**WHAT TO PRODUCE**.
Print every record exactly.

━━━ SOURCE INFORMATION

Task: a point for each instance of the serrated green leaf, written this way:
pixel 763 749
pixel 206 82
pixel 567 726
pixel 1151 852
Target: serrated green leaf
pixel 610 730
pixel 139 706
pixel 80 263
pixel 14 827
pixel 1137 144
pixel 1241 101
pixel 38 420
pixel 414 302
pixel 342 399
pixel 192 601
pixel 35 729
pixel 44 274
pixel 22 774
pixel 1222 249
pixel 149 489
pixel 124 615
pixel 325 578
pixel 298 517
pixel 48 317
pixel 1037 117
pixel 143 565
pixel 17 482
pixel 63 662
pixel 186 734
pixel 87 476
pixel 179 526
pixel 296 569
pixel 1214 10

━━━━━━

**ANSWER**.
Task: a point for each instance of the serrated green leaf, written this way:
pixel 763 749
pixel 206 82
pixel 567 726
pixel 1151 852
Target: serrated green leaf
pixel 610 730
pixel 139 706
pixel 80 263
pixel 14 827
pixel 1137 144
pixel 1241 101
pixel 38 420
pixel 414 302
pixel 342 399
pixel 192 601
pixel 35 729
pixel 44 274
pixel 22 774
pixel 1222 249
pixel 149 489
pixel 124 615
pixel 325 578
pixel 298 517
pixel 48 317
pixel 1037 117
pixel 143 565
pixel 17 482
pixel 63 662
pixel 186 734
pixel 87 476
pixel 179 526
pixel 296 569
pixel 1214 10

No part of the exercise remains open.